◆ **Problem statement**: In the records below, find the line with "Target: dark suv" and the line with "of the tree". Print both exactly, along with every line between them, and no other line.

Recorded data:
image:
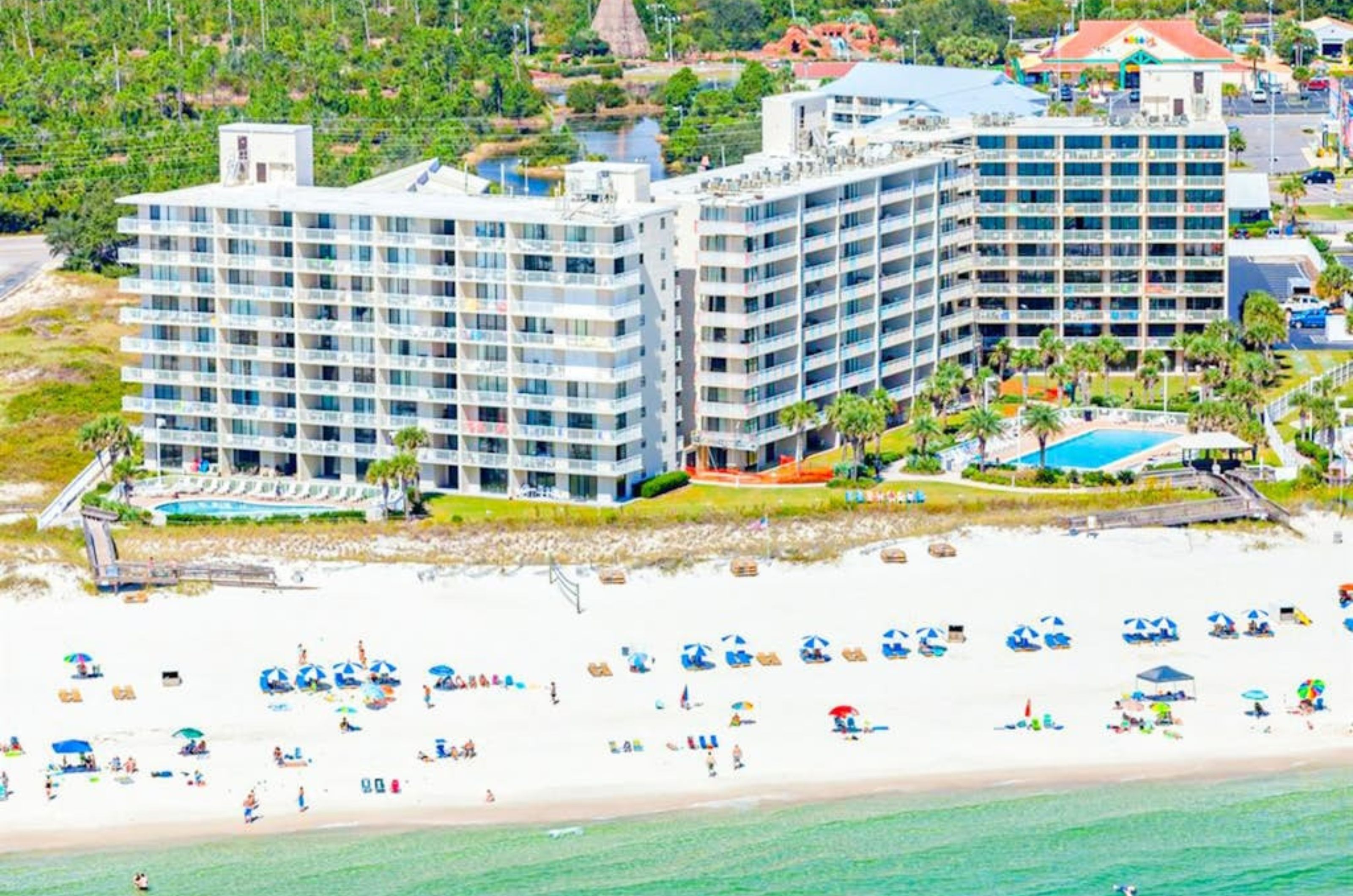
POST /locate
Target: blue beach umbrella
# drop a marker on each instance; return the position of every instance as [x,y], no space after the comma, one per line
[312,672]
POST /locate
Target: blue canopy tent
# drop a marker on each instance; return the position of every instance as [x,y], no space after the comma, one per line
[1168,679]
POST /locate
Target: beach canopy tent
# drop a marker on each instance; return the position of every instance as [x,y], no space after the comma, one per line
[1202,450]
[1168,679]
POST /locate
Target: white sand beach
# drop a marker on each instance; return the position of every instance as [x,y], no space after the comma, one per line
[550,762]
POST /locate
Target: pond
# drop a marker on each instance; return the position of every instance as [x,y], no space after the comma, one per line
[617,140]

---

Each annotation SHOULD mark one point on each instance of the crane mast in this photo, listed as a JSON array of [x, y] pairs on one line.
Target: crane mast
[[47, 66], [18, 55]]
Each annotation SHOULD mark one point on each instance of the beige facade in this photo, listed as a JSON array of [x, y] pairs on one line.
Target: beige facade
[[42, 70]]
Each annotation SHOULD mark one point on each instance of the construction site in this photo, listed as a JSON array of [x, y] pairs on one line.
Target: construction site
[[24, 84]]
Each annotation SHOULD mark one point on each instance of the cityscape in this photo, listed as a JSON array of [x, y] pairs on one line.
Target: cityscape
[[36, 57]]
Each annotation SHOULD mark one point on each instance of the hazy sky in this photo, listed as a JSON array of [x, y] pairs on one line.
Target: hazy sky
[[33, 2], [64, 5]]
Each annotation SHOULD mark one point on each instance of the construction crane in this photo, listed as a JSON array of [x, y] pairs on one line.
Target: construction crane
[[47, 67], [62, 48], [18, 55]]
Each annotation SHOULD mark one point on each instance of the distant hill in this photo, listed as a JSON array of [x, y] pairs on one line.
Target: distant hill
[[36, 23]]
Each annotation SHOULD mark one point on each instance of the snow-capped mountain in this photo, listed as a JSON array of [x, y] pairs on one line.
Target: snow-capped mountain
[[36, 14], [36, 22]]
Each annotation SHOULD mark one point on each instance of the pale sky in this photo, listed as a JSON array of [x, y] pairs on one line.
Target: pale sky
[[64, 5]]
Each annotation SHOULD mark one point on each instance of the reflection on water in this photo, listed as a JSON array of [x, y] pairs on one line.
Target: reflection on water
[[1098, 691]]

==

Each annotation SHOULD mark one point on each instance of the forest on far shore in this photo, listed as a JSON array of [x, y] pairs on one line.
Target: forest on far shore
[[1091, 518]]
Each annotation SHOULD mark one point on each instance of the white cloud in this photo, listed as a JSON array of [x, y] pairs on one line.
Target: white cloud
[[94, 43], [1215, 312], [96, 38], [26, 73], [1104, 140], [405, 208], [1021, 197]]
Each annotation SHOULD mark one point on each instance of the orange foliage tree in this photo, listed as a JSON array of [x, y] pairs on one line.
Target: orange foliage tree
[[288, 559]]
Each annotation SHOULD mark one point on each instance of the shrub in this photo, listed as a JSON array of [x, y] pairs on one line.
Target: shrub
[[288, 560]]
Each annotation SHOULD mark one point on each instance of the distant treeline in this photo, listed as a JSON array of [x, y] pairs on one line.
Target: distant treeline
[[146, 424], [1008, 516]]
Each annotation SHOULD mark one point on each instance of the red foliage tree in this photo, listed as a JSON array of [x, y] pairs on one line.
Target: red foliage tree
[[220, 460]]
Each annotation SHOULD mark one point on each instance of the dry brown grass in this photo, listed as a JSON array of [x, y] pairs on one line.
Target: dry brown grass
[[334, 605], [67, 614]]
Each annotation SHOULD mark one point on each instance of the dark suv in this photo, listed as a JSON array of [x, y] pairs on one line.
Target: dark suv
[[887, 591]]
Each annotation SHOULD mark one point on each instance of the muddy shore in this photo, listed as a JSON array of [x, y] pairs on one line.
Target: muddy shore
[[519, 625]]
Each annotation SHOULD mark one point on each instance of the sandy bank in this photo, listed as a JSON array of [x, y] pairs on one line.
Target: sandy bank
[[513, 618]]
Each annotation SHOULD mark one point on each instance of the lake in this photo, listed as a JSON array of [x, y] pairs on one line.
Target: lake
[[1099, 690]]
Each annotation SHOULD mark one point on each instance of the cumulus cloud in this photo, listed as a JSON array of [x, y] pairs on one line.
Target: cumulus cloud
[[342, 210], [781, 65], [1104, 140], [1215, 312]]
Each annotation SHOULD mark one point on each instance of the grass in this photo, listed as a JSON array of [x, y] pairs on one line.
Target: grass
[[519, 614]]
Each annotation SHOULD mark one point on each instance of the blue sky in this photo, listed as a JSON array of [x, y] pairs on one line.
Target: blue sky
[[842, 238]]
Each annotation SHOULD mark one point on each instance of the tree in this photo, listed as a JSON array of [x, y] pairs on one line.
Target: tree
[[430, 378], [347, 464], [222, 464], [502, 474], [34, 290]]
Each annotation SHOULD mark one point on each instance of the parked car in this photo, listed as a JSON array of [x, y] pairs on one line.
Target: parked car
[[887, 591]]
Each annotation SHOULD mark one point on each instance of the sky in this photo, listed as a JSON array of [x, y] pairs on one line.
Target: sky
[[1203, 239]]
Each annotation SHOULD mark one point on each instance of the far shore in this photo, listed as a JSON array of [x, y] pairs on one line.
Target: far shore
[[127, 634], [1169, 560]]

◆ **Answer space**:
Target: dark suv
[[887, 591]]
Each annotation SHOULD mark one point on each instance of the muddy shore in this photo, listed as a JSON array of [x, y] pairs on one line.
Target: muddy shore
[[519, 625]]
Each annotation SHOULD mark one point on each instance of the sandy bank in this photo, listed as a JSON array of [x, y] pairs on one line.
Target: sandy bank
[[513, 618]]
Each annotation SHOULD mark one point on each instance of the lake in this photo, listed as a JSON array of [x, y] pairs on one line.
Target: lake
[[1099, 690]]
Each annotation SHOULD mark one point on each instance of the cumulus cloud in this photo, listed as a JSON array of [x, y] pairs on one line.
Target: cumulus cloud
[[342, 210], [781, 65], [1104, 140], [1215, 312]]
Each annotation SHOULD mark one point on each instance of the grass in this photo, listed as a JSON array of [x, y] pairs on one line.
Target: grass
[[519, 614]]
Each annotation SHOULD mark one point on each instance of the blue sky in this photo, listed as a JSON array of [x, y] pairs on one line.
Target: blue sky
[[842, 238]]
Each annotation SHOULD mark one point on each instance of the tree in this photo, listed as a JSON array of [x, y] pairs on one line.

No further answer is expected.